데이터셋 레코드:
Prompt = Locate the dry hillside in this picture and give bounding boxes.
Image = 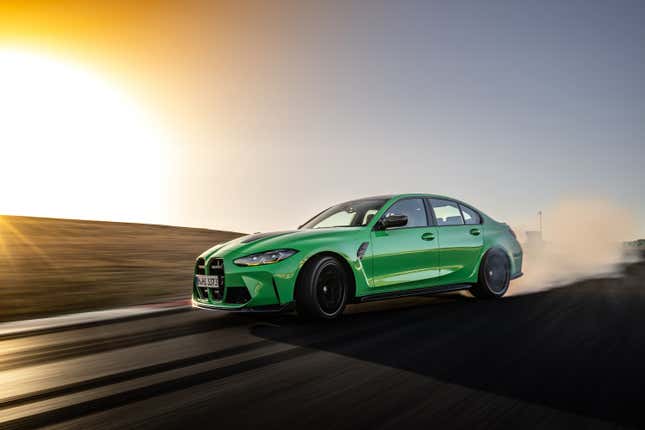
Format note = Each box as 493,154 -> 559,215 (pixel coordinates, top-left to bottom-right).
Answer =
0,216 -> 240,321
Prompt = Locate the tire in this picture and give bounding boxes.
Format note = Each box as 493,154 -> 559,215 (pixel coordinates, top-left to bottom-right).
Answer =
470,248 -> 511,299
296,255 -> 349,319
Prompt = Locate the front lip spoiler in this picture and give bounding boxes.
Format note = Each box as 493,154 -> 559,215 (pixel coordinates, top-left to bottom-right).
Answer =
192,300 -> 295,314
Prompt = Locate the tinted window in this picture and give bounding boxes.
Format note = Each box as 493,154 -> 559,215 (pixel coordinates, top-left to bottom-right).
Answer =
315,209 -> 356,228
459,205 -> 481,224
385,199 -> 428,227
430,199 -> 464,225
301,199 -> 387,228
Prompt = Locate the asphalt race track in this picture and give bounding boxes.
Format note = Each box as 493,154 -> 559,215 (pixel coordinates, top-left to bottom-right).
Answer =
0,263 -> 645,429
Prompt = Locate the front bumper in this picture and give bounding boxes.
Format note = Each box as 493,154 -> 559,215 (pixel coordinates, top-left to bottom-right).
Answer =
192,298 -> 295,313
192,257 -> 300,312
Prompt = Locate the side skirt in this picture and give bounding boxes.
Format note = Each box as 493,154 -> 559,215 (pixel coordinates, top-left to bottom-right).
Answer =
356,284 -> 471,303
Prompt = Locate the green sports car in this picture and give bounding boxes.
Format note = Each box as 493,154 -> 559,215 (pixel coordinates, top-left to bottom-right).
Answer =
193,194 -> 522,318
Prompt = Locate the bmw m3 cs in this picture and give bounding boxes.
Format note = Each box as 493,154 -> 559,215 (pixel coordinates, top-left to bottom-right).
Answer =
193,194 -> 522,319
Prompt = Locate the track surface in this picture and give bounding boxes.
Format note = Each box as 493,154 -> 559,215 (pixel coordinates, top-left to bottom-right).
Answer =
0,263 -> 645,429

과제 지시:
위의 모든 줄을 다시 쓰되 "Locate"를 "Find"(으)로 바꾸고 나머지는 그대로 두십시오. 그림은 답에 넣지 마십시오.

답변:
Prompt = Find the dry hillside in this picture and give bounding boxes.
Image = 
Format note = Each box as 493,154 -> 559,215 (pixel coordinates, top-left to bottom-right).
Answer =
0,216 -> 240,321
Prompt = Find the tire in this picture and give bounding boxes.
Format note = Each box as 493,154 -> 559,215 (pixel coordinates, top-left to bottom-right).
Answer =
470,248 -> 511,299
296,255 -> 349,319
Prompt = Find the front lip spoiler in this picture and give bounding boxes.
Format note = Each box as 493,154 -> 559,215 (pixel coordinates, top-left to bottom-right).
Answer =
192,300 -> 295,314
Prompt = Find the tinted window in this picture and give bounding boxes.
Format note = Each box as 493,154 -> 559,215 (pixel coordinates, top-left to bottom-right).
Answer =
315,209 -> 356,228
459,205 -> 481,224
385,199 -> 428,227
430,199 -> 464,225
301,199 -> 387,228
Prompt = Find the asphalt race track in this picture and give bounding boxes.
Format note = Each box as 493,154 -> 559,215 (pixel coordinates, top-left to bottom-right).
Answer =
0,263 -> 645,429
Prompt = Find the front bumper in this picture and give bounding boxes.
Format note = Each box as 493,154 -> 559,215 (pixel coordinates, top-left to bottom-right).
Answer =
192,298 -> 295,313
192,257 -> 300,312
Prompt = Find the side skirt in this picture and give bounding boxes.
Format note = Each box as 493,154 -> 559,215 (pixel coordinates, top-left to bottom-right).
Answer =
356,284 -> 471,303
Prompt = Find the green sports car in this picture and give bounding boxes.
Format note = Each box as 493,154 -> 559,215 (pixel coordinates, top-left to bottom-right).
Answer =
193,194 -> 522,318
Prompt = Find the bmw m3 cs in this picture and give bounding boxes.
Format note = Each box as 493,154 -> 559,215 (pixel coordinates, top-left to bottom-right).
Answer =
193,194 -> 522,319
Prompt = Find the track surface in this picture and give bounding boxes.
Format note = Each box as 493,154 -> 559,215 (pixel coordinates, top-left to bottom-right).
Answer =
0,263 -> 645,429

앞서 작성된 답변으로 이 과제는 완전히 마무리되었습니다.